▶ **INSTRUCTION**
Locate each line in the entries below that contains the string "blonde" and copy it out in full. Uppercase and lowercase letters count as different.

▶ **MATERIAL SUPPLIED**

———

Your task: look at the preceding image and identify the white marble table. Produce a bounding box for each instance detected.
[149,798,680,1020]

———

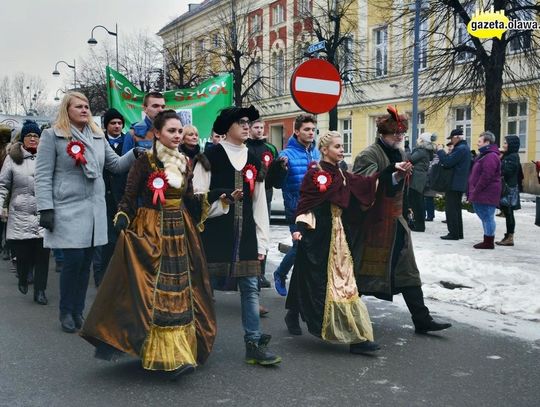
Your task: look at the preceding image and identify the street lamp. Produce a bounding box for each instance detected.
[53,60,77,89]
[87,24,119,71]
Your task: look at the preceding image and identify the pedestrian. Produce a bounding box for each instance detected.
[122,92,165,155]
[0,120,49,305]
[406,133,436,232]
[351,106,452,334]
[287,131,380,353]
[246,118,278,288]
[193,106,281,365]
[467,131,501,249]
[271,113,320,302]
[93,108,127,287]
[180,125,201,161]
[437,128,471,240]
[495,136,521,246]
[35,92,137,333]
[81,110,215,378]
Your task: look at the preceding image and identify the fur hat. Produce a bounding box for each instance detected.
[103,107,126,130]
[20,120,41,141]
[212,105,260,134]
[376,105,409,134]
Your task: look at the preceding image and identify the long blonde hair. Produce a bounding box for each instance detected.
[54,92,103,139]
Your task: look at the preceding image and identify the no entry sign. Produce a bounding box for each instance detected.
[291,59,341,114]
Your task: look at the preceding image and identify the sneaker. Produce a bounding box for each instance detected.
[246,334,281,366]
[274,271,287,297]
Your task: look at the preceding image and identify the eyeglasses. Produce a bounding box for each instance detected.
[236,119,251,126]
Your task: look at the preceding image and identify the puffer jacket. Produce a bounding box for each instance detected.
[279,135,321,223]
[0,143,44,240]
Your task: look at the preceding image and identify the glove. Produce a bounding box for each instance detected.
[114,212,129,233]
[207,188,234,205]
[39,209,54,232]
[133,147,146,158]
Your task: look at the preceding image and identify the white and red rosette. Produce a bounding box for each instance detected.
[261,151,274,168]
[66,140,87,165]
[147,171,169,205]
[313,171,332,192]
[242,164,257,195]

———

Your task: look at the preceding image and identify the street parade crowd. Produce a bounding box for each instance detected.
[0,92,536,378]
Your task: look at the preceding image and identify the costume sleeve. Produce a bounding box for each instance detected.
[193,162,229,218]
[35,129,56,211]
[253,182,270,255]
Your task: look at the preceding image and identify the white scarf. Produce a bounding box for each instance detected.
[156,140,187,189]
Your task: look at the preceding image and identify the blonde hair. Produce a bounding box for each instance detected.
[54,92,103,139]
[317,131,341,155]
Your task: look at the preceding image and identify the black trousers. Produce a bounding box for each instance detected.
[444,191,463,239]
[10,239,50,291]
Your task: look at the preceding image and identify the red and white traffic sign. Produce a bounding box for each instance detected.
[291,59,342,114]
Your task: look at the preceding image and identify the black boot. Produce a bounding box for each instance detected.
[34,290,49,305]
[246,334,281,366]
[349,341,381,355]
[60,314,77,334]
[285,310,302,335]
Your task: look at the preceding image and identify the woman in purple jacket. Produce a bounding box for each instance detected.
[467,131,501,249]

———

▶ **CORRECT RESULT**
Your task: look at the preceding image and identify the long blonde hair. Produce a bounding box for each instance detected.
Your task: look at the preceding image and identify the blonde hair. Produce a bounding box for each instance detected.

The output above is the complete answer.